> _Text segment_:
┌──

[RegEx] parsing an email header for a domain match

rbrown · March 6, 2008

I'm trying to do a match against the "return-path" and "from" and I need it to compare the root domain and return true if they match.

The program needs a regex with a back reference.

The from field may or may not have ' "whatever they put here" ' before the email address.

Otherwise if I was doing this in php I would have been done by now.

I have this from someone else who is MIA at the moment:

^Return-path:[\w\d]*(@[\d\w.-]*)>.*^From: [^\m\r]*\1>

But it returns true if the one of them is a subdomain of the root domain

And if it has ' "whatever they put here" ' before the email address.

I need it to ignore the subdomain and anything before the from email address and just compare the domains.

The emails addresses in the examples below are a from a spammer.

Thanks,

Return-path: <fluffy2fluff@yahoo.com>

Envelope-to: shan@thedomain.com

Delivery-date: Wed, 05 Mar 2008 21:55:08 -0500

Received: from ahk178.neoplus.adsl.tpnet.pl ([83.25.192.178]:2290)

by bay.dnsprotect.com with esmtp (Exim 4.68)

(envelope-from <fluffy2fluff@yahoo.com>)

id 1JX6GA-00074O-Ln

for shannon@thedomain.com; Wed, 05 Mar 2008 21:55:08 -0500

Received: from [83.25.192.178] by c.mx.mail.yahoo.com; Thu, 7 Mar 2008 03:55:24 +0100

From: "werwerwer" <fluffy2fluff@yahoo.com>

To: <shan@thedomain.com>

Subject: We can ship yourmedications overnight FREE

Date: Thu, 7 Mar 2008 03:55:24 +0100

MIME-Version: 1.0

Content-Type: multipart/alternative;

boundary="----=_NextPart_000_0006_01C88007.12A8D500"

X-Mailer: Microsoft Office Outlook, Build 11.0.5510

Thread-Index: Aca6Q81E0F265S3BK1FI1Q4S99N60M==

X-MimeOLE: Produced By Microsoft MimeOLE V6.00.2900.2180

Message-ID: <01c88007$12a8d500$b2c01953@fluffy2fluff>

X-Spam-Status: No, score=

X-Spam-Score:

X-Spam-Bar:

X-Spam-Flag: NO

effigy · March 6, 2008

/(?:Return-path|From):[^@]+@.*?([^.]+)\..{2,3}>/

rbrown · March 6, 2008

In regex buddy it finds the domains, but if the domains match or don't match, RegEx Buddy says:

"The regular expression does not match the test subject"

For both ways.

So I tried it in the program for the fun if it and when I put it in the program it returns an error.

It says:

Error in regular expression '(?:Return-path|From):[^@]+@.*?([^.]+)\..{2,3}>' at postion 19: Unreconized modifier

I tried messing with it but I can't get it.

Thanks for your help...

effigy · March 6, 2008

What language is this in? Where did the delimiters go? Can we can see some code?

rbrown · March 6, 2008

I'm using this for a spam filter in Mailwasher pro.

└──

> _Data extract_:
┌──

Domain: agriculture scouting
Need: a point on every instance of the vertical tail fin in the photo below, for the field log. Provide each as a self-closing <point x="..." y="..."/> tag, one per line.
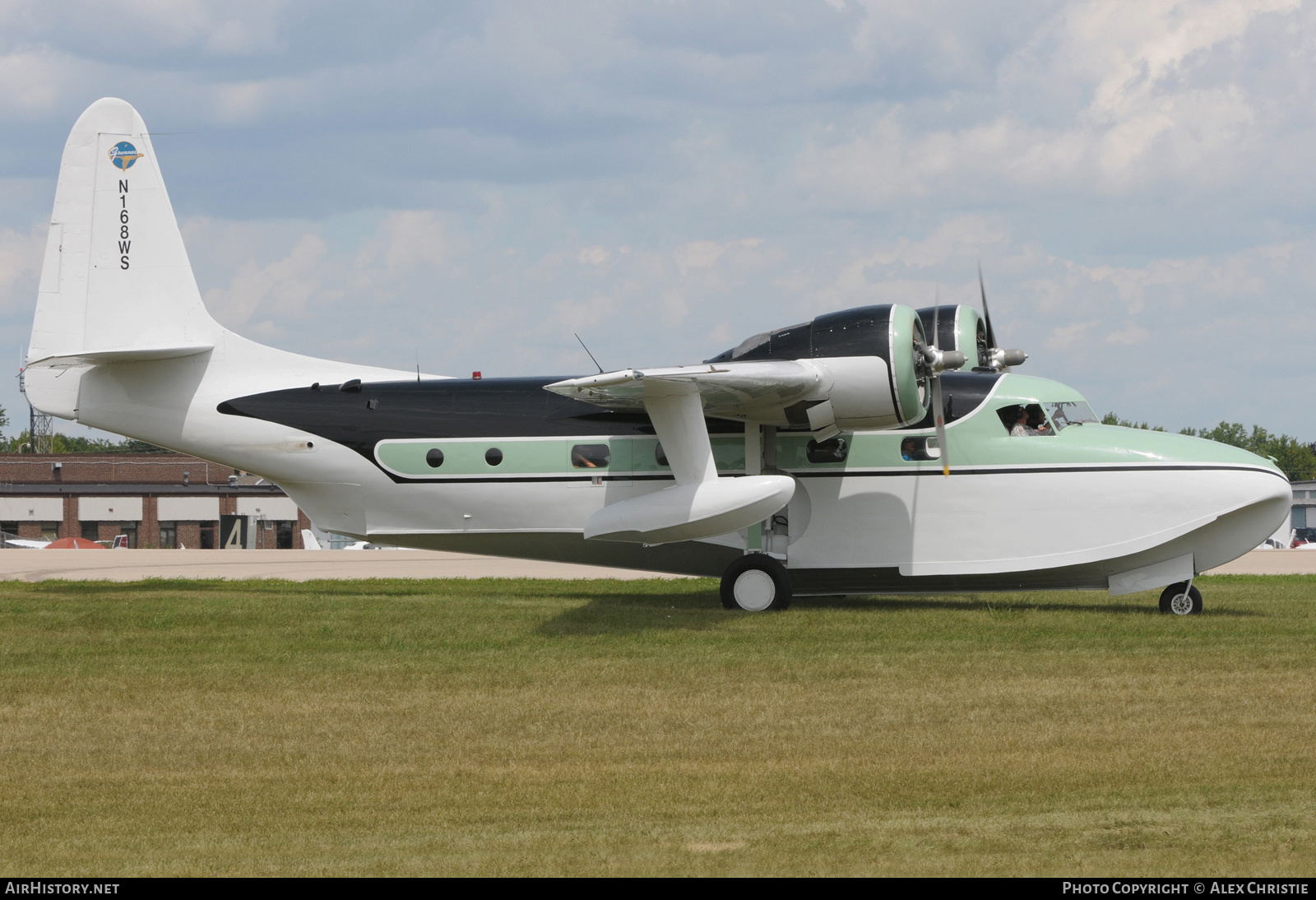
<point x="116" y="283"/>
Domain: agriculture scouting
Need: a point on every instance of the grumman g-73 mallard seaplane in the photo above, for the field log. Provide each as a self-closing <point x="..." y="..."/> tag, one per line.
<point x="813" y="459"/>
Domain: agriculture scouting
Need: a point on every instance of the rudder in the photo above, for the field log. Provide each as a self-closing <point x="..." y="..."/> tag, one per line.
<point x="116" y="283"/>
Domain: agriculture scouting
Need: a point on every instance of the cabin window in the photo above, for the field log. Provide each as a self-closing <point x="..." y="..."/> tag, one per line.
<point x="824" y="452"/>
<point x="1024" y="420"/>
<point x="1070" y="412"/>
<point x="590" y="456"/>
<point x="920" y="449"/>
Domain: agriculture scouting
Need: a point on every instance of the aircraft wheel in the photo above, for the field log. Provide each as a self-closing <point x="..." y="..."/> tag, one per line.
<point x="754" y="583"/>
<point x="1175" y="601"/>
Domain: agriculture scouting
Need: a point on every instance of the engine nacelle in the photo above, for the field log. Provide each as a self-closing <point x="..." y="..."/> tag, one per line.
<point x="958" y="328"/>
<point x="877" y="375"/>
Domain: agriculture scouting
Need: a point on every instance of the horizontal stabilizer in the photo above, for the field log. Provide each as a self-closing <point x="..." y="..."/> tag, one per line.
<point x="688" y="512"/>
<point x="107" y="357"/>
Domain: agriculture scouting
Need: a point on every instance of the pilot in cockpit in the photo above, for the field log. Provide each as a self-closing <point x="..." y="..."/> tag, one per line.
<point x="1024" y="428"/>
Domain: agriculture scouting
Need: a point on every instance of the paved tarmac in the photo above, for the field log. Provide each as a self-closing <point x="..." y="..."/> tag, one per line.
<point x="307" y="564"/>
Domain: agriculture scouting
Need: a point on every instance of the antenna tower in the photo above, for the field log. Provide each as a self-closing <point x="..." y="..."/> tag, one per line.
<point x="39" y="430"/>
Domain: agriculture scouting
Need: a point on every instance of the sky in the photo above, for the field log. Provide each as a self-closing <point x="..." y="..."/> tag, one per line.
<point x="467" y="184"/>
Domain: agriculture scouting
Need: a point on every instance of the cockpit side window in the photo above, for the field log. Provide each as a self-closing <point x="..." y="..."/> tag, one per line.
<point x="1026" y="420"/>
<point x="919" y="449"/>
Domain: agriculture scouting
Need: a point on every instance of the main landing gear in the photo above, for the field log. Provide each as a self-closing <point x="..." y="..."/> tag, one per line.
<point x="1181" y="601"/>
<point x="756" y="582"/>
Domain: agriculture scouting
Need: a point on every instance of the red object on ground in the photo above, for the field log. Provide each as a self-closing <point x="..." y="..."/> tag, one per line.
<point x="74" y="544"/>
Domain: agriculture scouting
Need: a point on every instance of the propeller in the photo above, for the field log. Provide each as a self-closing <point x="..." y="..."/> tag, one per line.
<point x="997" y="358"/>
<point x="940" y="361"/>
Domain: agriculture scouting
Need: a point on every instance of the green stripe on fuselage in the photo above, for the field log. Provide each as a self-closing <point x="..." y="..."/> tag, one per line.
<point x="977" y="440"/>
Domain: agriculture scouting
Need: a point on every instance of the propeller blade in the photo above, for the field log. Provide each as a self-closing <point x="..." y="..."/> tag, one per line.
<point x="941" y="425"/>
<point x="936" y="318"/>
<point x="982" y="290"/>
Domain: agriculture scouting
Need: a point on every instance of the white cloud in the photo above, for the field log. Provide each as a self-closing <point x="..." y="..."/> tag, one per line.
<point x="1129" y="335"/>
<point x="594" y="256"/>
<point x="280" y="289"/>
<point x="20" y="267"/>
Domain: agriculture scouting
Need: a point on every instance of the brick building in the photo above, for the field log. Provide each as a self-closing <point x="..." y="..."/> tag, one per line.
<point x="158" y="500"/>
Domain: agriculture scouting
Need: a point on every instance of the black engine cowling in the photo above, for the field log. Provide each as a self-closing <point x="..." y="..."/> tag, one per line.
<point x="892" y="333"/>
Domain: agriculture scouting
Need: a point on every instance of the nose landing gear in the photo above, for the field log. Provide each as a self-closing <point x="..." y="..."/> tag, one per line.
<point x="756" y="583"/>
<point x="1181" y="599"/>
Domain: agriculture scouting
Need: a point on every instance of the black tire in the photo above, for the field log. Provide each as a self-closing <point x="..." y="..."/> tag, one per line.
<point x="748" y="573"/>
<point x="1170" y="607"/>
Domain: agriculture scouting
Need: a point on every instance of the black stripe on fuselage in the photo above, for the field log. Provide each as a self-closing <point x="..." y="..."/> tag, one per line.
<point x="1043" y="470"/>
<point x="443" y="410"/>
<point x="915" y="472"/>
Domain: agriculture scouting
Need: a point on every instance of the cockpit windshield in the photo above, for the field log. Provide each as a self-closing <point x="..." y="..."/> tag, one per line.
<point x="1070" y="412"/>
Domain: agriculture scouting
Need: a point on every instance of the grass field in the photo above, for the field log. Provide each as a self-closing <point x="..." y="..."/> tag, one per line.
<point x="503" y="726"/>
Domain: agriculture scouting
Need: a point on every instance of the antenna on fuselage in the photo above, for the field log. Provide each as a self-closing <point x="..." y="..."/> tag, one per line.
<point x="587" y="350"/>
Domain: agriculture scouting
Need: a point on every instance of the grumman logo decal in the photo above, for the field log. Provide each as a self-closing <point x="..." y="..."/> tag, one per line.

└──

> _Problem description_:
Decide whether each statement agrees with the forum thread on matching email header domains. Answer yes or no, and quote the words that decide it. 1. The original poster says the job would already be done in PHP. 2. In RegEx Buddy, the pattern from effigy matched the test subject when the two domains were the same. 3. The original poster wants the pattern for a spam filter in Mailwasher pro.

> _Full solution_:
1. Yes: "Otherwise if I was doing this in php I would have been done by now."
2. No: "if the domains match or don't match, RegEx Buddy says:" "The regular expression does not match the test subject"
3. Yes: "I'm using this for a spam filter in Mailwasher pro."